## TEXTO PROPORCIONADO:
<<<<

Cecilia, la cantante, era de El Pardo y laísta.

“Quien la escribía versos dime niña quién eraaa…”

Así me he despertado esta mañana, con la voz lánguida de aquella mujer de melena lánguida que se mató en un accidente y que era laísta a tutiplén.

La mandada un ramito de violetas”.

Supongo que si eres cantante, laísta y te matas en un accidente de tráfico tus cronistas por decoro no mencionan esa patada a la sintaxis. Los Beatles, diréis, hacían letras muy tontas y han mantenido su eternidad, amén de las peleas entre ellos. Pero claro, los piques de banda son mucho más glamourosos que el laísmo. Dónde va a parar.

La eternidad, digo, es así de vengativa. Te mueres satisfecho porque una generación entera -la que en los setenta oía la la radio y veía tele en blanco y negro- tararea “Un ramito de violetas” y treinta años después una tarada -yo misma- se despierta un lunes acunada por tus gemidos –“era feliz e su matrimonio, aunque su marido era el mismo demonio”– y diciendo: “Qué tía más laísta, la jodía”.

>>>>

## DATOS PROPORCIONADOS:
<<<<

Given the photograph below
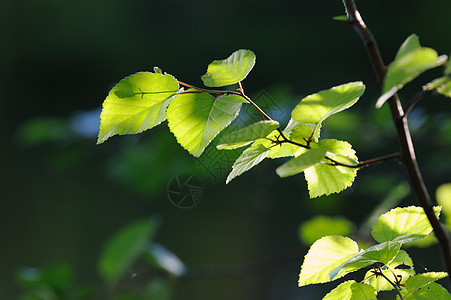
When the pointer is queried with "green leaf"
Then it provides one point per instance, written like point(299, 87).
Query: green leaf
point(431, 291)
point(380, 253)
point(410, 44)
point(320, 226)
point(317, 107)
point(420, 280)
point(411, 60)
point(447, 71)
point(124, 248)
point(342, 18)
point(196, 118)
point(402, 265)
point(403, 225)
point(247, 135)
point(324, 179)
point(295, 131)
point(303, 132)
point(351, 290)
point(231, 70)
point(298, 164)
point(444, 87)
point(251, 157)
point(324, 256)
point(443, 195)
point(137, 103)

>>>>

## INSTRUCCIONES:
A. Según el texto sobre Cecilia, ¿de dónde era la cantante?
B. Transcribe del texto sobre Cecilia el fragmento que va de "Cecilia, la cantante, era" a "laísta a tutiplén.".

## SOLUCIONES POR TAREA:
A. De El Pardo.

B.
Cecilia, la cantante, era de El Pardo y laísta.

“Quien la escribía versos dime niña quién eraaa…”

Así me he despertado esta mañana, con la voz lánguida de aquella mujer de melena lánguida que se mató en un accidente y que era laísta a tutiplén.